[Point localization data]
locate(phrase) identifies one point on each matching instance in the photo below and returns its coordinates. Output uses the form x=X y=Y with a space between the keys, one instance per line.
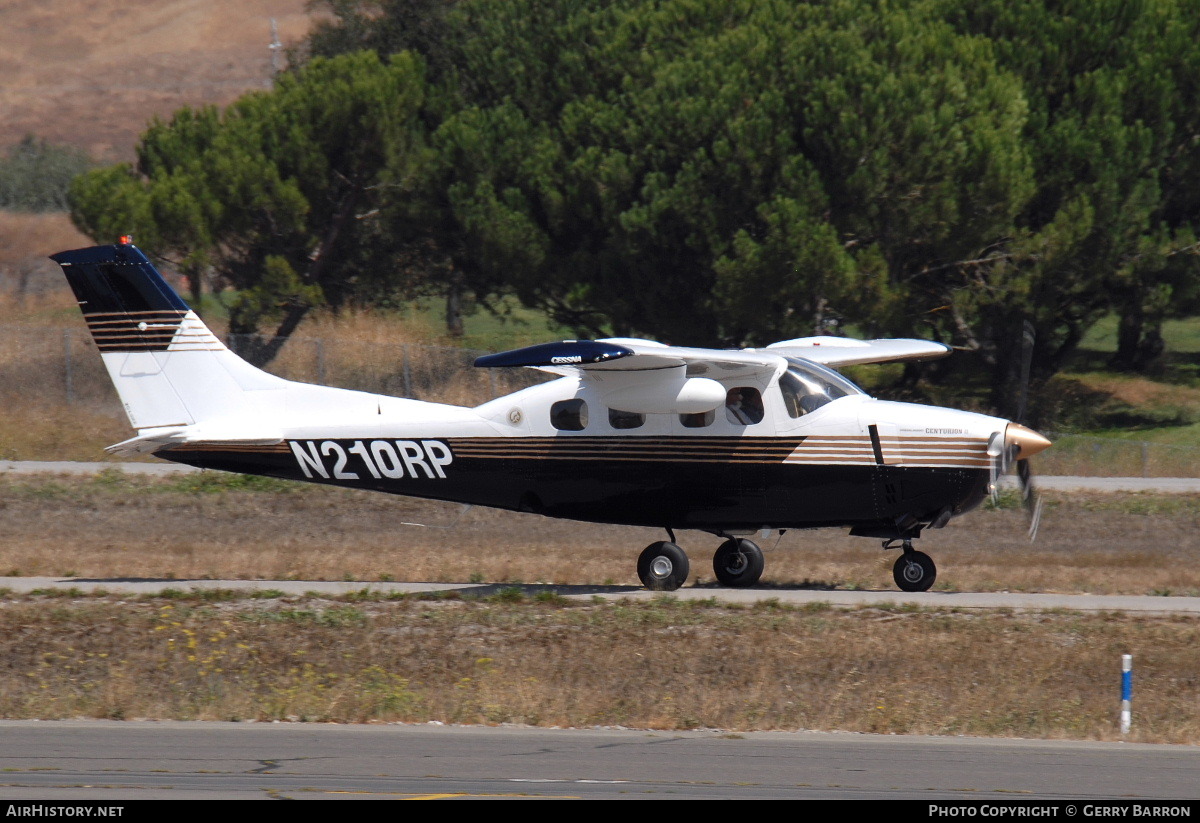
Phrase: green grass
x=1181 y=336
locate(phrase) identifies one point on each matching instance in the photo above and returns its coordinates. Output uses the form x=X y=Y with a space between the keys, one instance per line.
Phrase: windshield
x=807 y=386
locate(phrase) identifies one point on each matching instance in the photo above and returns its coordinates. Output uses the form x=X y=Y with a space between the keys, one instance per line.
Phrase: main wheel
x=915 y=571
x=663 y=566
x=738 y=563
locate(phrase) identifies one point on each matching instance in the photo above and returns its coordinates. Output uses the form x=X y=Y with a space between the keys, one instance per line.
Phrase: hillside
x=91 y=73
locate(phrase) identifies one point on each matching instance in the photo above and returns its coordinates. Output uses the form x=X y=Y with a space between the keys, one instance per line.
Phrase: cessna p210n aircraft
x=633 y=432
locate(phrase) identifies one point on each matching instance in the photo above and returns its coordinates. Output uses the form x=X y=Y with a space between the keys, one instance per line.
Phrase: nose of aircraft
x=1026 y=440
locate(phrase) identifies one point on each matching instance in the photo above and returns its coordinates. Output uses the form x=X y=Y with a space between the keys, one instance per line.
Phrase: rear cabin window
x=618 y=419
x=699 y=420
x=743 y=406
x=569 y=415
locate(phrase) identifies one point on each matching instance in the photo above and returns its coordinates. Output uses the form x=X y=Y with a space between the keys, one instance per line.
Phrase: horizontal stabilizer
x=151 y=440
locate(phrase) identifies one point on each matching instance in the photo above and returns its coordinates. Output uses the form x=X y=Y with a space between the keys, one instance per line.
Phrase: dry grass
x=93 y=74
x=660 y=665
x=541 y=660
x=216 y=526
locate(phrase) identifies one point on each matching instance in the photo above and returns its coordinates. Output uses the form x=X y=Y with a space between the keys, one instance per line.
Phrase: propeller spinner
x=1019 y=443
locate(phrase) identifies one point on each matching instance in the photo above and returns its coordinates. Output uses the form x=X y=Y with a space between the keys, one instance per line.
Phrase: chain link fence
x=40 y=365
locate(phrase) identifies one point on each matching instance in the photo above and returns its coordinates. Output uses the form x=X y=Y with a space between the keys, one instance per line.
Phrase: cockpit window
x=807 y=386
x=569 y=415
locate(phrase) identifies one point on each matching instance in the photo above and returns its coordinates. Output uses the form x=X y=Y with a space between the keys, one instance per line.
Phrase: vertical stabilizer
x=168 y=367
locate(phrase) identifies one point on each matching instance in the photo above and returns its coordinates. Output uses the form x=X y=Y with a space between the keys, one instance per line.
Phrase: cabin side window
x=699 y=420
x=743 y=406
x=569 y=415
x=618 y=419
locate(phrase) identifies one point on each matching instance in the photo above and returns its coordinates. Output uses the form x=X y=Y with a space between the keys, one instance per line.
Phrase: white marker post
x=1126 y=691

DESCRIPTION OF THE TASK →
Restate the entries above word for word, and keep the pictures out.

RESULT OF THIS TASK →
locate(phrase) identifies one point on each matching instance in the photo below and returns its coordinates. Output uses the form x=X y=Y with a space between the keys, one instance per line.
Phrase: green grass
x=1181 y=336
locate(phrase) identifies one point on each matching instance in the photo above and returns its coordinates. Output uses the form x=X y=Y with a space between the keys, one instance per line.
Phrase: windshield
x=807 y=386
locate(phrase) identifies one point on each matching instance in the photo above and returns its coordinates. Output uses the form x=X y=Y with a space between the keys, one instance per line.
Phrase: main wheel
x=915 y=571
x=663 y=566
x=738 y=563
locate(phrase) identifies one point on each matching instance in the photo above and returns its coordinates. Output uses the form x=X y=Y with a space between the keys, one instance per line.
Phrase: hillside
x=91 y=73
locate(phrase) identifies one point on each matching instance in the photo above and returns its coordinates. Output uses the form x=X y=Y with a space between the keys, one instance per line.
Phrase: cessna p210n aircraft
x=633 y=432
locate(phrase) identifies one point on each matching instance in the photo above and returns its coordinates. Output uses the form x=X y=Y with a space between the keys, one instance per line.
Phrase: nose of aircraft
x=1026 y=440
locate(phrase) identifies one point on each matching instance in the photo above and returns its coordinates. Output uses the form x=X y=Y with a space between the keys, one instance per line.
Phrase: rear cabin window
x=618 y=419
x=699 y=420
x=743 y=406
x=569 y=415
locate(phrase) identifies one point on each matching instance in the photo above and returns its coordinates. Output uses the form x=X y=Y with a space between the keys, one instance per line.
Phrase: horizontal stabilizer
x=151 y=440
locate(phrase) identifies one point on each matching instance in the photo above and returns its coordinates. Output uses the form x=X y=Y with a space between the keys, one instance per line.
Phrase: dry grass
x=93 y=74
x=660 y=665
x=541 y=660
x=216 y=526
locate(phrase) identifies one point on each matching instance in the photo above and returns its coordinates. Output uses the form x=X y=Y with a space between the keys, one instance per line.
Phrase: propeller spinner
x=1019 y=443
locate(phrase) identifies one point on each matching instance in the photo above and returns its coordinates. Output uses the form x=X y=Y with a space between the keys, one instance per line.
Phrase: chain link fence
x=40 y=365
locate(phrase) identifies one point on each matching instance in the photo above and returns its coordinates. Output uses the form x=X y=Y with a space between the keys, one instance per line.
Phrase: cockpit window
x=807 y=386
x=569 y=415
locate(phrase) identifies one point on each matching instance in the photo above and returns its coordinates. Output uses the form x=X y=Y with a space between the keys, one instance per line.
Phrase: vertical stabilizer
x=168 y=367
locate(phrase) identifies one point on each matching instance in the photo above and returns its coordinates. Output uses the form x=X y=Y with a space between the keys, one instance per line.
Phrase: cabin side window
x=699 y=420
x=743 y=406
x=569 y=415
x=618 y=419
locate(phrase) identifies one point on each matching instance in the photo above and returns its coordinates. Output uses the form x=X y=Y with a space between the keys, one instance per line.
Phrase: white marker post
x=1126 y=691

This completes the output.